GOAL A> Find each line in the records that contains the word "cluster" and copy those lines out.

EXTRACT>

# Moving Water



## garhtr (Jan 12, 2009)

Curios if anyone has any experience with ''Pulse Disks'' Might come in handy in stained water. [ame="https://www.youtube.com/watch?feature=player_embedded&v=JXoNk-so_EI"]https://www.youtube.com/watch?feature=player_embedded&v=JXoNk-so_EI[/ame] I'm thinking about giving them a try this Spring, looks interesting but seems a little expensive. http://www.feather-craft.com/wecs.php?action=category_view&target=13


----------



## flyman01 (Jan 23, 2013)

Nice movement that gives the fly, that could make a white wooly or other streamer patterns lethal. Simple design and easily made; I am going to make some and test them soon.


----------



## Flymaker (Jan 24, 2013)

$24.95 for 6 piece's of plastic....nah ....that guy is out of his friggin mind....I would rather try the magic heads for 1/5th the price.....I bet you could make these yourself ...think 2 liter bottle and hole punch set .....you can probably get a 1/2'' hole punch from harbor freight for a couple bucks......Not pickin on you garhtr ...but that guys nuts


----------



## whjr15 (Jun 16, 2005)

Flymaker said:


> $24.95 for 6 piece's of plastic....nah ....that guy is out of his friggin mind.......that guys nuts


I agree, LOL!


----------



## garhtr (Jan 12, 2009)

I saw this price and thought it was high 

{For some reason I can't add this page as a Link---keeps sending me back to streamer materials ? ? ?} 


_PULSE DISCS 

Item #TL149

PULSE DISCS - Here we offer the Pulse Discs by individual size sold 6-per pack. #1 (1/2" $6.95), #2 (5/8" $6.95), #3 (3/4" $6.95), #4 (7/8" $7.95), #5 (1" $7.95), #6 (1 1/8" $8.95), #7 (1 1/4" $8.95)
_

I like the idea of being able to put the disc in front of streamers I already have instead of tying with the ''magic heads''. I'm thinking about a set in 5/8'' to run in front of a bugger or a small rabbit strip but making a couple from a 2-liter bottle does sound like a good idea.


----------



## flyman01 (Jan 23, 2013)

I made some of these last night, hopefully try them out this weekend. I used .040 PETG, drilled the holes and cut them to size on the CNC router then heat formed them over a 1-1/2" Diameter pipe. 
The two liter bottle sounds like it might work, the material is a little thin but still maybe rigid enough to withstand the current and cause the streamer to oscillate.


----------



## Flymaker (Jan 24, 2013)

I would think the 2 liter bottle would work ... But the idea I have is to keep them on the smaller side....3/8 , 7/16 , 1/2 at the largest.....and use these with lighter streamers made with synthetic hairs.....also I believe that I will slide them onto the hook , bump them up against a thread stop then tie the streamer behind the disc....so it would be supported....My thought is to use them with like low fat minnows and keep the size of the fly under 3'' which is the majority of baitfish I see smallies crashing ....I would also be using a sink tip line so the fly doesn't need to be heavy....most live bait fish really don't make a wide wobble...so the smaller disks should be a plus on any streamer and the smaller size I would think would cast much better as well ...so that's my plan smaller disc's built right into the fly instead of on the leader......think of how much more effective a smaller disc would be anchored to the fly instead of wobbling on the leader.....I think the idea sounds good but of course I need to make some and test......it my not wobble as much as the bigger size's ...but does it really need to... I believe the key is soft materials...

GOAL B> Write the next part of the forum thread on pulse discs for streamer flies, starting after its last post.

RECORDS FOR THIS TASK>
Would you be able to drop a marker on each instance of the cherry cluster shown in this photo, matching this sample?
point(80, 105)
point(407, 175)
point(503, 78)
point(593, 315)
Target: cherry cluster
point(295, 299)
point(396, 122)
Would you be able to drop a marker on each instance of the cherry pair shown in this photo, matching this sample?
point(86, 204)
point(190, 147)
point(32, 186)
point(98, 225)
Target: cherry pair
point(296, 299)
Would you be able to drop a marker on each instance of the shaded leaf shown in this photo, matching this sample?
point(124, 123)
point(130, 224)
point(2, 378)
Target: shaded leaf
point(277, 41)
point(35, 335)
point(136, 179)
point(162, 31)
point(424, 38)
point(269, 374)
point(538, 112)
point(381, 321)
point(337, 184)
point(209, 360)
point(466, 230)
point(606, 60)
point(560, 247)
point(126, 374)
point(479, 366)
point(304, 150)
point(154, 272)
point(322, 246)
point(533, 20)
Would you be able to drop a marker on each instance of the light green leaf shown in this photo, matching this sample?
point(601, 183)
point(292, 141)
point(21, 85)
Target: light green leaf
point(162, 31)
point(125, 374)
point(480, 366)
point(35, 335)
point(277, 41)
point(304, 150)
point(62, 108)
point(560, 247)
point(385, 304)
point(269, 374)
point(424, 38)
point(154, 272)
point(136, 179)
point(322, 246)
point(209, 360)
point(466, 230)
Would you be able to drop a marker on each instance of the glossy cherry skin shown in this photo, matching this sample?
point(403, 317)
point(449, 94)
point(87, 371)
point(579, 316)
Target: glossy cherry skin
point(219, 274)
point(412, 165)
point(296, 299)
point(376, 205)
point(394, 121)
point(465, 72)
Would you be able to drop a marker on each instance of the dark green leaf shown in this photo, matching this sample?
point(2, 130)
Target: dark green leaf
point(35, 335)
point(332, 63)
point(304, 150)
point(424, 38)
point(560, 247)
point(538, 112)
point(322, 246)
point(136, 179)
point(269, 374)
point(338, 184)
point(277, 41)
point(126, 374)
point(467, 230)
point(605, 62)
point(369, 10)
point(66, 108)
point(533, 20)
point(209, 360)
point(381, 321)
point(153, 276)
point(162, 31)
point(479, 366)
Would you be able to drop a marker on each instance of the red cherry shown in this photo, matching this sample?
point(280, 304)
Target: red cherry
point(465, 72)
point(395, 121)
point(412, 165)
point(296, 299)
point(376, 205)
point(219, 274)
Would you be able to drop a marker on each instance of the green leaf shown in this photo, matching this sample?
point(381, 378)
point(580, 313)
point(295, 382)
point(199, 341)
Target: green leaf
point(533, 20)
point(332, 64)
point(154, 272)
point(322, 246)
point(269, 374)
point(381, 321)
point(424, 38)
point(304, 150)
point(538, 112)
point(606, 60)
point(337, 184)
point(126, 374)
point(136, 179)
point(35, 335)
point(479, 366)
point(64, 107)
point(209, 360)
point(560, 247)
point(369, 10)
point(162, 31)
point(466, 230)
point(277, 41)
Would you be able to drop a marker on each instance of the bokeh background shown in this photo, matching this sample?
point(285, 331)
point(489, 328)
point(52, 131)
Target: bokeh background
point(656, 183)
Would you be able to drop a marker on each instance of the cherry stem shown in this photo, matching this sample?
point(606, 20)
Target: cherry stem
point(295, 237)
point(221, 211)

OUTPUT A>
Would you be able to drop a marker on each instance of the cherry cluster shown in this photo, matching this sample?
Target: cherry cluster

OUTPUT B>
----------



## flyman01 (Jan 23, 2013)

Only way to see if your theory will work is to try; Nothing ventured nothing gained. Let's compare notes, I am sure we can make something work without paying that foolish price for a small piece of plastic!


----------



## Flymaker (Jan 24, 2013)

Sent from my XT907 using Ohub Campfire mobile app

yea it works...the disc I made was cut from a plastic candy container tube. Its a little smaller than 1/2 '' it does give it a nice tight wobble ....once I get a 1/2 hole punch I will make another....I try'd it in the bath tube but my hand pulling the line thru the water made a current break so it didn't wobble as much as I expected.....but it does work...a 1/2 perfectly round disc and in the river should be just the ticket....especially with a slightly down and across presentation ....what you cant really see in the pic is the disc is glued into the head of the fly with UV cure........I don't believe going smaller than 1/2" is worth doing......I will get a 1/2" hole punch a build some.....I may hit the mad tommorow...and tie it on just to test.....another thing I noticed was this streamer is so light...it will stay just shallow enough ..that if given a nice strip just as it hits the water it will splash and gurgle just as it sinks.....what comes to my mind is smallies crushing minnows just off the edge of a weed bed at the surface......I may be onto something...here


----------



## flyman01 (Jan 23, 2013)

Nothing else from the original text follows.